Task goal - Can you give the lines of the records below as a JSON list of strings, one string per line and no blank lines, starting with the line that contains "shown in [884,155]." and going on through the last line of the records?
▬▬▬▬▬▬▬▬▬▬
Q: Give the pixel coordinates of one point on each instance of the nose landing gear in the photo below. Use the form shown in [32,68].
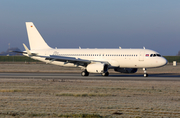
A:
[145,73]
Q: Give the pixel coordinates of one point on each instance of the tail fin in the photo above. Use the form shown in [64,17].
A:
[35,39]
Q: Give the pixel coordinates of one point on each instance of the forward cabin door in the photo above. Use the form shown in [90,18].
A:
[141,55]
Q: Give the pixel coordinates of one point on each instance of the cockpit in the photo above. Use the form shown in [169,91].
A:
[155,55]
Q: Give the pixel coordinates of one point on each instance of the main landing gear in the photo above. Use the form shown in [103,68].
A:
[85,73]
[145,73]
[105,74]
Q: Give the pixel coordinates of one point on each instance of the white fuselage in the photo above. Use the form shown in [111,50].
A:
[123,58]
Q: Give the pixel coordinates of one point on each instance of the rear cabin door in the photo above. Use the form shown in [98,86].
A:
[141,56]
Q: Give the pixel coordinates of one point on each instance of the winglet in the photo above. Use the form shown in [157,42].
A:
[27,50]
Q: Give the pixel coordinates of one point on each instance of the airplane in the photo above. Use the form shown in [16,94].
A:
[92,60]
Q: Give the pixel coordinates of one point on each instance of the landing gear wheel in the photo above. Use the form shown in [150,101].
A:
[145,75]
[105,74]
[84,73]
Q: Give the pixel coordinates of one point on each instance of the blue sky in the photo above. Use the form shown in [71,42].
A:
[154,24]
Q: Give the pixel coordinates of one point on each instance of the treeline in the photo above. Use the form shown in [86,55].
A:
[27,59]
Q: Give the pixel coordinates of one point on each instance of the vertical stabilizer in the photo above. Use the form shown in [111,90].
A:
[35,39]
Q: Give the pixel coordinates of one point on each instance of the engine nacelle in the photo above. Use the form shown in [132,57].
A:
[97,68]
[126,70]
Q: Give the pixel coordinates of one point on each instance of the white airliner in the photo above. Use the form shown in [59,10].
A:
[92,60]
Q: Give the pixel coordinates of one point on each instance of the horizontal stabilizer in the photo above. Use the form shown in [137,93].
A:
[28,51]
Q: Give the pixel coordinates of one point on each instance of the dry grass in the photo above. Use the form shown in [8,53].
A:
[88,98]
[16,67]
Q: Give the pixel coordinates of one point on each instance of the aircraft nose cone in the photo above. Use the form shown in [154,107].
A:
[164,61]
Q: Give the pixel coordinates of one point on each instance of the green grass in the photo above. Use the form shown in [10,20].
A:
[27,59]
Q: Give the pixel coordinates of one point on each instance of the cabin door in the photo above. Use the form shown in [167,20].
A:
[141,56]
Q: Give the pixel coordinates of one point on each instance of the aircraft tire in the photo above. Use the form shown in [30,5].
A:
[145,75]
[105,74]
[84,73]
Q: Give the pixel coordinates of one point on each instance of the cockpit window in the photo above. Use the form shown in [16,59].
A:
[158,55]
[155,55]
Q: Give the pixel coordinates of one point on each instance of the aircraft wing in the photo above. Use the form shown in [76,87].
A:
[77,61]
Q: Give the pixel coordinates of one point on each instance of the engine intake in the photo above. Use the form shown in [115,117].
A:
[126,70]
[97,68]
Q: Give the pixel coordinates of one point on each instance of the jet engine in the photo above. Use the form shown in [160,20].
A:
[126,70]
[97,68]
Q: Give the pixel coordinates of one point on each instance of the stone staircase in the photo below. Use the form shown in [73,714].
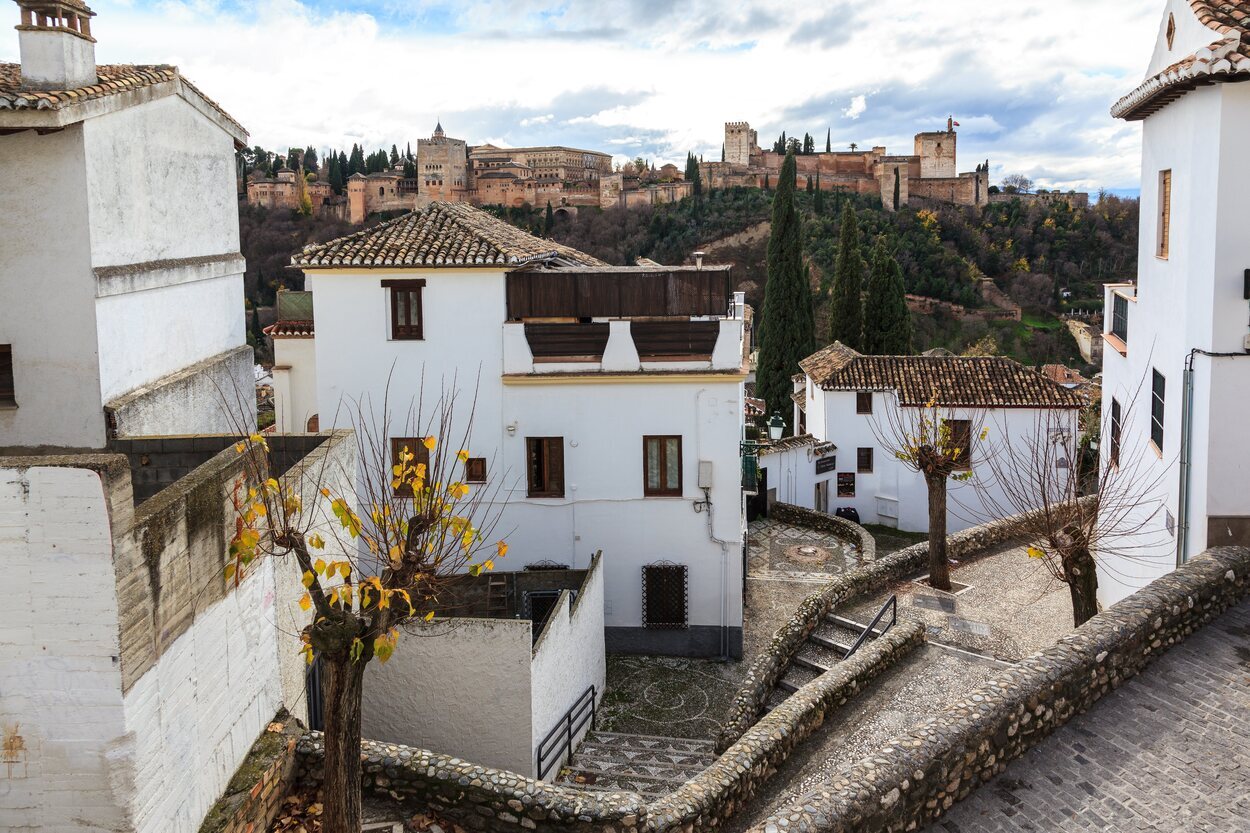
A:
[826,647]
[639,763]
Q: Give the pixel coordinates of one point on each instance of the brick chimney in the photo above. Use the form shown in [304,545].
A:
[58,51]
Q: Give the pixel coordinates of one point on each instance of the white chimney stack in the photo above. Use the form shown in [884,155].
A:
[58,51]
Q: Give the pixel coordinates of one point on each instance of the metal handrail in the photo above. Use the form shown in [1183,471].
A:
[565,731]
[891,604]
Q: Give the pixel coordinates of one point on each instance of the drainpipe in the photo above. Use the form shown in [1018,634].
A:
[1186,439]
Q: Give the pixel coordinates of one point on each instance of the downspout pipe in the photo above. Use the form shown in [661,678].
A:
[1186,452]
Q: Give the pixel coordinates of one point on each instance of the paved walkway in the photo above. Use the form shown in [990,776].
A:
[1168,752]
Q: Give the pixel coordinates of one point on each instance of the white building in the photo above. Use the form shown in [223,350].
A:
[609,402]
[849,404]
[1176,365]
[120,270]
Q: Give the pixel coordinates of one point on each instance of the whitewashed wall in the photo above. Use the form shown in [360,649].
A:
▬▬▬▬▬▬▬▬▬▬
Result of this task -
[
  "Q: Give the pixel coordinates of one point on each instance of the white chimney stack in the photo above. Use the form shown in [884,155].",
  "A:",
  "[58,51]",
  "Q: Give the pixel coordinates of one point on each instance of the metal handrail in the photo above. Use the form shown in [1183,471].",
  "A:",
  "[565,731]",
  "[891,604]",
  "Q: Give the pixel coordinates of one point on each instance of the drainpipe in the photo above. Use the form shown in [1018,634].",
  "A:",
  "[1186,439]",
  "Q: Give the pixel coordinates of one point on each instance of the downspout pipe in the photo above. Use the form shown in [661,678].",
  "A:",
  "[1186,452]",
  "Q: Give the pixel coordinates of one point on each instance of the paved walkway in the photo above. Use the form shown in [990,776].",
  "A:",
  "[1168,752]",
  "Q: Give the pixel coordinates of one point on each instance of the white building in the photo above. Use the form shown in [223,350].",
  "A:",
  "[609,402]",
  "[849,404]",
  "[1176,365]",
  "[120,270]",
  "Q: Give the pixel coordinates of one point on each instance of the whitewashed wall in the photo above. Use the form shown in [360,649].",
  "A:"
]